Problem details:
With both ends included, repeat exactly the lines of the entries below from the one containing "the granite monument" down to the one containing "the concrete curb", and no others.
.....
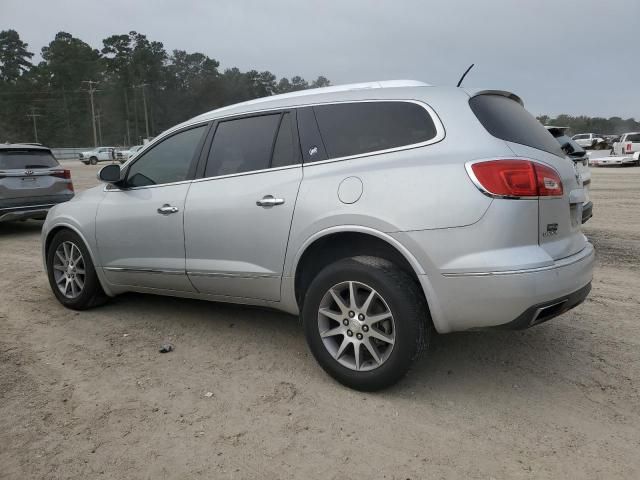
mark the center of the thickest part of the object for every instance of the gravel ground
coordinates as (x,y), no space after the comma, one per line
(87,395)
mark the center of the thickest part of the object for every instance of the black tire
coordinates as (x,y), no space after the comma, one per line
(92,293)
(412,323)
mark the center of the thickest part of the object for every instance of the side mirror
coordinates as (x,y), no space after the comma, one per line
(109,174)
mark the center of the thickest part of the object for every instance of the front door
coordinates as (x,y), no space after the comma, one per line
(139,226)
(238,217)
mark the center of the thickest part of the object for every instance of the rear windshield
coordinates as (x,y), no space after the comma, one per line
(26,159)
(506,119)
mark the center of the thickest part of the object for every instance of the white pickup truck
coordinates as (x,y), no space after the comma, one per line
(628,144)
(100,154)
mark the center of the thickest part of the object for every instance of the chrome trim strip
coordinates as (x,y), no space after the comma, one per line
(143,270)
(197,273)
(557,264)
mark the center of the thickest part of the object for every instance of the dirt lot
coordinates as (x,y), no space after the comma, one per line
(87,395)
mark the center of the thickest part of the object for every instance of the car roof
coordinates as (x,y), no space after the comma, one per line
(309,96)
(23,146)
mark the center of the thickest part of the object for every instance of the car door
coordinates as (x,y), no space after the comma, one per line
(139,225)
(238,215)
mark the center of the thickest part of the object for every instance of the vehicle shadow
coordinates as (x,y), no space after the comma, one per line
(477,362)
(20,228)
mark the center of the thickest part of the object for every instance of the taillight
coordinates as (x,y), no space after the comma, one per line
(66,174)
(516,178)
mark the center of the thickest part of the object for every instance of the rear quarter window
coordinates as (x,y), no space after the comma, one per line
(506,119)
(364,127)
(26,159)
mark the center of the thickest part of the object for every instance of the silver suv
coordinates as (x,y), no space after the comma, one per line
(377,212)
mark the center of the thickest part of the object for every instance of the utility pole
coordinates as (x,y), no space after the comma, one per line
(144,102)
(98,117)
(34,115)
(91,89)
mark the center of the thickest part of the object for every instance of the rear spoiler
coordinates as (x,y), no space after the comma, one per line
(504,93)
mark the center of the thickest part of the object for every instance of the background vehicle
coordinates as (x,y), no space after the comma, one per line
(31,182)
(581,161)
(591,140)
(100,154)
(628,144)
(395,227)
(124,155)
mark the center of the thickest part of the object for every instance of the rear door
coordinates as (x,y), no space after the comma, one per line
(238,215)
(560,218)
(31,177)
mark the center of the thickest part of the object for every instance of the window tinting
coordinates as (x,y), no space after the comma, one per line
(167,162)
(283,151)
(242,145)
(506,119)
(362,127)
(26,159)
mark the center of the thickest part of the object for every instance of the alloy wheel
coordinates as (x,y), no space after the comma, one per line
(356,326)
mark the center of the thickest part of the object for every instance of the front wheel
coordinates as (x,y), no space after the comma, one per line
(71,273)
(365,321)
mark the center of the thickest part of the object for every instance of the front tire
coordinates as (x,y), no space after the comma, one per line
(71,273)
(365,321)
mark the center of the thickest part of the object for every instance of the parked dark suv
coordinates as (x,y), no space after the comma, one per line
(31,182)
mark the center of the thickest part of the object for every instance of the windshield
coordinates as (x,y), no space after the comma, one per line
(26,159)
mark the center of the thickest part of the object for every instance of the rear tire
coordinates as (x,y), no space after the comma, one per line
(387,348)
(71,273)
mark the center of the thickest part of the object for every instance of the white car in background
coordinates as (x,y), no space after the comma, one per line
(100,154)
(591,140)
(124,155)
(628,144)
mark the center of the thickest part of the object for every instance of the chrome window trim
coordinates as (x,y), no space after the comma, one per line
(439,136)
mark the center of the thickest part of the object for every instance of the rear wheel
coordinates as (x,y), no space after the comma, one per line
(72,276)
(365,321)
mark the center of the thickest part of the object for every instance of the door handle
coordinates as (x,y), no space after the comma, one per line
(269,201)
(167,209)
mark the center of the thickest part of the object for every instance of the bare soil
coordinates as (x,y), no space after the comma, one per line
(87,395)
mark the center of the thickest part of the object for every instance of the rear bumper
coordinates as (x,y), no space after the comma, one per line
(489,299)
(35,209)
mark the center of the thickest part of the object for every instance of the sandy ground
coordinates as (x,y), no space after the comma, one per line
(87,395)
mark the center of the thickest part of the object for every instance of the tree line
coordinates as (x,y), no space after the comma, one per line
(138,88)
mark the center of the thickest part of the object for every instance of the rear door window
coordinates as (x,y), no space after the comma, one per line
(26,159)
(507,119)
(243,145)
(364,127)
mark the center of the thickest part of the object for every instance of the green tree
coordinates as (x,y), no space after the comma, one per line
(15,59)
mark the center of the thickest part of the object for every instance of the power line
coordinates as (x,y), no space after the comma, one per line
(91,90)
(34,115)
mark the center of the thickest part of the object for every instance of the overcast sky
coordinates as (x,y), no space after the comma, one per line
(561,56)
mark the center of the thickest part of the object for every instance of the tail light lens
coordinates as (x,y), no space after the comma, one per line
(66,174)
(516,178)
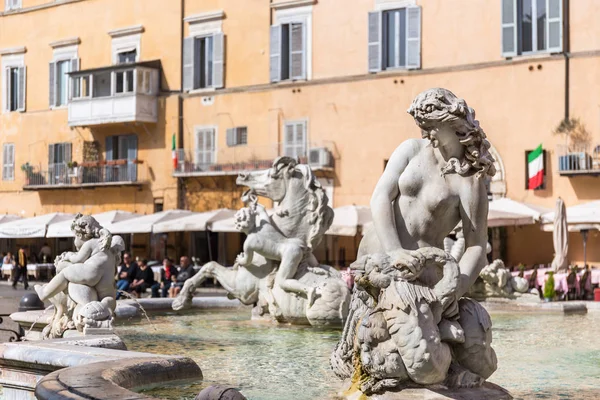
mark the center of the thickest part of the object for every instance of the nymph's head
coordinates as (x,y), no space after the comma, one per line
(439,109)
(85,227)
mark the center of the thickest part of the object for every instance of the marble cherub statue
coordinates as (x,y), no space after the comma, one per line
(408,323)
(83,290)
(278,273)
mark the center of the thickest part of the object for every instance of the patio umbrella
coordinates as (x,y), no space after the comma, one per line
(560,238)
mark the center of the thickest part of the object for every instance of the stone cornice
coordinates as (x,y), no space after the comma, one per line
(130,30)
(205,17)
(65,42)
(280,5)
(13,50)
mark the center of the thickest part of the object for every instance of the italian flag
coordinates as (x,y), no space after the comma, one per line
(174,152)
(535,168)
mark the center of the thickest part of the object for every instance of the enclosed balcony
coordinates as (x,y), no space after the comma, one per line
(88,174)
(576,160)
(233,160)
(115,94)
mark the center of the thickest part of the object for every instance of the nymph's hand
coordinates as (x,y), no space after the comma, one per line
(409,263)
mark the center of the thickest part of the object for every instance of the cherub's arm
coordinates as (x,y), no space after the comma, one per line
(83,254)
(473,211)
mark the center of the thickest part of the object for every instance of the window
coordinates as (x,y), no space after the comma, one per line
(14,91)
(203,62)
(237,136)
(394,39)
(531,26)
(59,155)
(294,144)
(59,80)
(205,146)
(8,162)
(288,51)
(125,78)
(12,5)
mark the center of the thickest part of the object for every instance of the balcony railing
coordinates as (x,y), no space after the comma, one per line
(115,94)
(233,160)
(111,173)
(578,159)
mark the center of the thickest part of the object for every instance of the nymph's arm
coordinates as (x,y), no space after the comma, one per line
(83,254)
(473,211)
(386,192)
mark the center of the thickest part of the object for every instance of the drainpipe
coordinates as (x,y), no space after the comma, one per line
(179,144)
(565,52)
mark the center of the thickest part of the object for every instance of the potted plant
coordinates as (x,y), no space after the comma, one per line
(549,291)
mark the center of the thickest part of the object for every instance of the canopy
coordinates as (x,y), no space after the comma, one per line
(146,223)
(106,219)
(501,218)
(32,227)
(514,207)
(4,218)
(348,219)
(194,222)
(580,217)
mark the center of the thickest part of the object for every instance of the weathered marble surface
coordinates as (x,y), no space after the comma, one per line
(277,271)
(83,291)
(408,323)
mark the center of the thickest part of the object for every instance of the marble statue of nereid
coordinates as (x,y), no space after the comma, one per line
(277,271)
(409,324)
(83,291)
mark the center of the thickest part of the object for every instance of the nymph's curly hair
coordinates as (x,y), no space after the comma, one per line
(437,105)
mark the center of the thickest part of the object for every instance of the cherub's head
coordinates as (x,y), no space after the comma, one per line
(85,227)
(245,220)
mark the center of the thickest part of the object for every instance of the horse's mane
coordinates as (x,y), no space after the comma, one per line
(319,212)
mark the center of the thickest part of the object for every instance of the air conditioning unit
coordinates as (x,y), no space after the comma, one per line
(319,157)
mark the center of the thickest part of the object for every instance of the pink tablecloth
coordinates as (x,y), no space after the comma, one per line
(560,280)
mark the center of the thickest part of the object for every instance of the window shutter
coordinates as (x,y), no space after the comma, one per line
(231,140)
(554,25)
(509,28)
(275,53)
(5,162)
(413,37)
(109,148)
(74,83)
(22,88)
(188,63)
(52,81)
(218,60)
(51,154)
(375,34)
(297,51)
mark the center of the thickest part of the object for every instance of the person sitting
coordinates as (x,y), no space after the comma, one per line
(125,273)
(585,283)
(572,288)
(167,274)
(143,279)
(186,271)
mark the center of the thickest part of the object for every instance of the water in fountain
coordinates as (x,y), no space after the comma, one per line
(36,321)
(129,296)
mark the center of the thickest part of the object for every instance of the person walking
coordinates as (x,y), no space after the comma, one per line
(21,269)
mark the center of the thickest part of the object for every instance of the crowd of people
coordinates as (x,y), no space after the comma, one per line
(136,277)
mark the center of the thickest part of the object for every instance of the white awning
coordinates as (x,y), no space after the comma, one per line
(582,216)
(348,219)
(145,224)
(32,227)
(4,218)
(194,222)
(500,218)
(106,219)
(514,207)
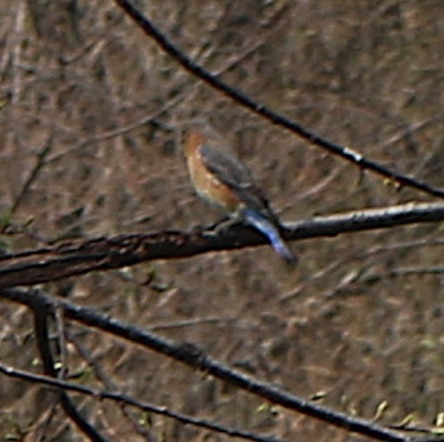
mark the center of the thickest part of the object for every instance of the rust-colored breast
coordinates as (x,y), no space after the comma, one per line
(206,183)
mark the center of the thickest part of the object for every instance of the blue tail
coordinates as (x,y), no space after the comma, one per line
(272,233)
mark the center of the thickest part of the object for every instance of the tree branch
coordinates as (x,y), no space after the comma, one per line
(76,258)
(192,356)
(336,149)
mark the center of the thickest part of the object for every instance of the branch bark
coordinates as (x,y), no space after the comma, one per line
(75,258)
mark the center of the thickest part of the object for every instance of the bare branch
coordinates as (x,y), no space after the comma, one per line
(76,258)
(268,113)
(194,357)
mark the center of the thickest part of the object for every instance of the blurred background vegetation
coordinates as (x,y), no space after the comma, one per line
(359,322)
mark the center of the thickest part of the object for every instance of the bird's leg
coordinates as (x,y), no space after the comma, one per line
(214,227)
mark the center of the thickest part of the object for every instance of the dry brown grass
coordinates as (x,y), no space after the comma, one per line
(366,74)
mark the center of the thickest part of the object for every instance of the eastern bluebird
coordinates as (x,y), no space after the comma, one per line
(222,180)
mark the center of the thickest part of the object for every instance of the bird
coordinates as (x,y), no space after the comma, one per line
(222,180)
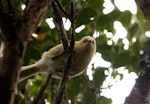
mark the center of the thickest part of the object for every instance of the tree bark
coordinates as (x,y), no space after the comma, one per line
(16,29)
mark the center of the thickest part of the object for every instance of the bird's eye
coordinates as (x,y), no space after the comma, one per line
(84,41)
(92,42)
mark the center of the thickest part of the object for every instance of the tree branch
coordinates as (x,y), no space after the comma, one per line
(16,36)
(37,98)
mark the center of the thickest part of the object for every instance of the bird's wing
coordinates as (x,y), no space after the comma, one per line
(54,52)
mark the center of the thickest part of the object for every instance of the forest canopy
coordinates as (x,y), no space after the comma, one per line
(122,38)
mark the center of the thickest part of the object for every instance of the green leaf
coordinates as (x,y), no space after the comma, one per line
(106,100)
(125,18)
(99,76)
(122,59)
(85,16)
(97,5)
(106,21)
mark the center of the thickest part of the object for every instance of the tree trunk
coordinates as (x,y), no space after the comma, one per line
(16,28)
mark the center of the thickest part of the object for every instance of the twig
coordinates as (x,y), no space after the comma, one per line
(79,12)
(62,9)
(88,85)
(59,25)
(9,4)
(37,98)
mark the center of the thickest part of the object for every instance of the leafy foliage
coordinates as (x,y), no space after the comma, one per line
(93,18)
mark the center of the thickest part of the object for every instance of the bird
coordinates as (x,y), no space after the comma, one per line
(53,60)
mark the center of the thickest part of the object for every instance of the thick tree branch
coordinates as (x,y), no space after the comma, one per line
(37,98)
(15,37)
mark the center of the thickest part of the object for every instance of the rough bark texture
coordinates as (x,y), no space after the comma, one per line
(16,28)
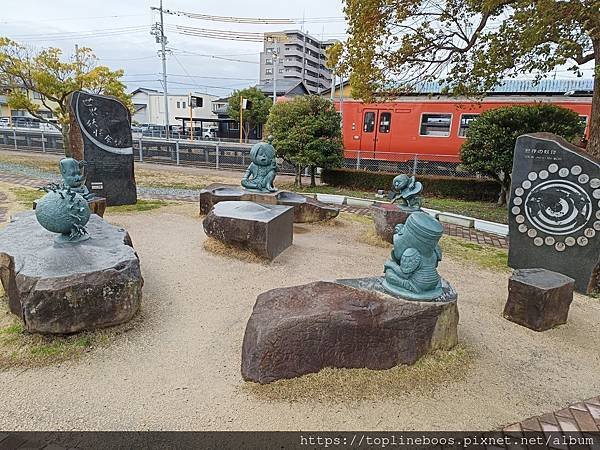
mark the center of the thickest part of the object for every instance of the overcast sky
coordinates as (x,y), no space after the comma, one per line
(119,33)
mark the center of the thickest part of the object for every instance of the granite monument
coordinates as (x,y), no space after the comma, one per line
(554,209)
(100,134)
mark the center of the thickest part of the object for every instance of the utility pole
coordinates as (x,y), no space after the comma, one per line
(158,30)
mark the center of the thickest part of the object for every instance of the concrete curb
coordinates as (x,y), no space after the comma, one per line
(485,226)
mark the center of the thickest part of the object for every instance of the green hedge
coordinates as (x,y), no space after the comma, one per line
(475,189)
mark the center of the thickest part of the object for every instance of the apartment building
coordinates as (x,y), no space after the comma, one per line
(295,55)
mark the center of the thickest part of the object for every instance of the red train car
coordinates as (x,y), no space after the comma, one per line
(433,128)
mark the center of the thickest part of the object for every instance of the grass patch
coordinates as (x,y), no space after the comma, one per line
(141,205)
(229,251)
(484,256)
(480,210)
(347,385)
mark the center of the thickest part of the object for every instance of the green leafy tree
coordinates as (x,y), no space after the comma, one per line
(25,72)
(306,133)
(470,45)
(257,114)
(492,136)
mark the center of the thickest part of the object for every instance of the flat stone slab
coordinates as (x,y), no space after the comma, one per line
.....
Reply to the task:
mark the center of the thickest part of the object for every instance of the granite monument
coordinates as (x,y), no space after the comma, one per line
(554,209)
(100,134)
mark the center of the thickest part of the object for every instance of the utility pole
coordinates as (x,y), no space after the comma, one per line
(158,30)
mark the center of the thickest part of the object for every instance of the concrete curb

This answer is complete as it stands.